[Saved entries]
*** Begin section ***

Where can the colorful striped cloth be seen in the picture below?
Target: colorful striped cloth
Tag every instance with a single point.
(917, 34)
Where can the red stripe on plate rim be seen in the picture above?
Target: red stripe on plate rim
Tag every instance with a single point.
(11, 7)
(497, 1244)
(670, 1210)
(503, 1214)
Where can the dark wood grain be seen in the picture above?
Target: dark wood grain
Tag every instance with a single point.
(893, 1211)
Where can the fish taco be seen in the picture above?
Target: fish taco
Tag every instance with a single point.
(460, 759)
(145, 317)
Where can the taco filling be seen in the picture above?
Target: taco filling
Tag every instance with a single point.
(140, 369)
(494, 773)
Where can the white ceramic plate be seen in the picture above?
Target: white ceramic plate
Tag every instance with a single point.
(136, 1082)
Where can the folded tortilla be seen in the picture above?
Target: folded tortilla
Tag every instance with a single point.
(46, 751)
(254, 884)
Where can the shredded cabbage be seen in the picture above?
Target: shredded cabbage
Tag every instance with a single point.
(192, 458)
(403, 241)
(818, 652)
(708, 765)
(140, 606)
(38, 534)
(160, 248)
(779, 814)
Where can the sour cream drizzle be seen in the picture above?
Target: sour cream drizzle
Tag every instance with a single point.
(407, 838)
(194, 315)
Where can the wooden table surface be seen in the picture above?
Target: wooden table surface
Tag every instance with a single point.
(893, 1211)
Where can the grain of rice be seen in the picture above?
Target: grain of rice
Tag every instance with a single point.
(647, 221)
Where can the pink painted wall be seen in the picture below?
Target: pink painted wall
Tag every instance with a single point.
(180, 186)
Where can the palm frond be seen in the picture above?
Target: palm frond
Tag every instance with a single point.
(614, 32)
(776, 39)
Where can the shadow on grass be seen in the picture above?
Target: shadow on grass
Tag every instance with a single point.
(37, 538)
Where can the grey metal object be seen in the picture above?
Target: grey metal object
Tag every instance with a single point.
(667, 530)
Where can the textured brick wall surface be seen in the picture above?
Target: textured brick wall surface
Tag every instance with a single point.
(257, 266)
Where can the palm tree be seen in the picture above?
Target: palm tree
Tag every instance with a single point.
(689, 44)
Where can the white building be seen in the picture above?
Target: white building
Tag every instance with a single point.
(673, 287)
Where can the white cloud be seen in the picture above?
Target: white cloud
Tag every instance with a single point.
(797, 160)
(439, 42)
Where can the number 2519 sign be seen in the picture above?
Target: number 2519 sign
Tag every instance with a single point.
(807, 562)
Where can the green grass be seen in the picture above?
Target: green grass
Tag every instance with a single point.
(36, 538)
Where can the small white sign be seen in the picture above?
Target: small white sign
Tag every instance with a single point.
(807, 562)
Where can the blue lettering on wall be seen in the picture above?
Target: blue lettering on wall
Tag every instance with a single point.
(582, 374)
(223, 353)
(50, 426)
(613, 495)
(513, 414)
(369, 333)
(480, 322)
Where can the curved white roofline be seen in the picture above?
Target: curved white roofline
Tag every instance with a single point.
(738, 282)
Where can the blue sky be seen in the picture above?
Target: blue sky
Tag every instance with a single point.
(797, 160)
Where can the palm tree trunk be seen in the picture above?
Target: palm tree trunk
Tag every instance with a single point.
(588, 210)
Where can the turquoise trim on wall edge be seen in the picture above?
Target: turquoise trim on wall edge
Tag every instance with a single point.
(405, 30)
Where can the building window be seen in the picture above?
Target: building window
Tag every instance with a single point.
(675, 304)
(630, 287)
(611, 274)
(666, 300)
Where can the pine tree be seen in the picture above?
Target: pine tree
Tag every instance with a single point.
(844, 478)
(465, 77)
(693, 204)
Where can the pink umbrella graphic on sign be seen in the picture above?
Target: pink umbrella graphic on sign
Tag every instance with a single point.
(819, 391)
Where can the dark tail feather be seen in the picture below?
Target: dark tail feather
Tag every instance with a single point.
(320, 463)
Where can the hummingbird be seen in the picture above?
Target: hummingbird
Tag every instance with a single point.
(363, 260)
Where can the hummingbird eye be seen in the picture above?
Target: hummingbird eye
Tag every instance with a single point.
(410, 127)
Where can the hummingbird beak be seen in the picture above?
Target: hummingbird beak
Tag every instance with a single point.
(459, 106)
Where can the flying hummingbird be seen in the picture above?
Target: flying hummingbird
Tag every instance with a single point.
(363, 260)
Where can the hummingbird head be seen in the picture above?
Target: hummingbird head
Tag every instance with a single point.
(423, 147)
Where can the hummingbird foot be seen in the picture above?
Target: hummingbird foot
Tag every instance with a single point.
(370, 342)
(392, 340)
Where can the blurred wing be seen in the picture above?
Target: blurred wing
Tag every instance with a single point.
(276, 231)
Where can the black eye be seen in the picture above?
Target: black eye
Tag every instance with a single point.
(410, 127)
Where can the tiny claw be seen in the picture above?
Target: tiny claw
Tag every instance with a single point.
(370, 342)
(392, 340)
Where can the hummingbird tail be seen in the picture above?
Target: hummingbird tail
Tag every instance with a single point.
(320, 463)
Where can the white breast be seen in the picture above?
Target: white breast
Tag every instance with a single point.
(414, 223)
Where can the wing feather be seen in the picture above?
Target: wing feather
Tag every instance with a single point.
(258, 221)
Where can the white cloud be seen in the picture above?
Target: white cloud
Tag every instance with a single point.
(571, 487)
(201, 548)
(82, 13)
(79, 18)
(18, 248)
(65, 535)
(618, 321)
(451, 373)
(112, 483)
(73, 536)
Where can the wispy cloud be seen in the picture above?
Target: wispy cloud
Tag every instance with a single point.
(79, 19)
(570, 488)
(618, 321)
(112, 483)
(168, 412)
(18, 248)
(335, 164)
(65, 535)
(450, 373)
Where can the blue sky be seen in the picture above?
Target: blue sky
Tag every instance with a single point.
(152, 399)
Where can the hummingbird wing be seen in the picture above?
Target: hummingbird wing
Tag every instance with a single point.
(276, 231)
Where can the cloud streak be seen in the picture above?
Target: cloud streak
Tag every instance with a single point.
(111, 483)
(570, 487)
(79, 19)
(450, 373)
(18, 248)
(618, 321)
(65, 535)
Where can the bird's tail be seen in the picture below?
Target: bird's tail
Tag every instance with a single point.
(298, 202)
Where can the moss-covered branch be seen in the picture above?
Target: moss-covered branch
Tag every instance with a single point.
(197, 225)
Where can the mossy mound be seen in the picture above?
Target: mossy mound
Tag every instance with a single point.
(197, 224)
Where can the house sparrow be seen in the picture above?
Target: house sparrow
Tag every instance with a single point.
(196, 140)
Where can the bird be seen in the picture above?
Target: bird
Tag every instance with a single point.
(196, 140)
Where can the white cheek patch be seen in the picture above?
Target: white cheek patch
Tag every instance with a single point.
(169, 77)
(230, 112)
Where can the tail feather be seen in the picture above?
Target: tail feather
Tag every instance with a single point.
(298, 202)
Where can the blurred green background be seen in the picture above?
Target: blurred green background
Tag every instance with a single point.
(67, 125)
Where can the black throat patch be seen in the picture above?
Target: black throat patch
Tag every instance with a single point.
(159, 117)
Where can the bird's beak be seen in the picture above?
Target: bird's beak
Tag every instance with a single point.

*** End section ***

Activity
Pick out every line above that contains the word "tortilla" and copy it.

Exercise answer
Where can the folded tortilla be seen in the picture above?
Target: folded tortilla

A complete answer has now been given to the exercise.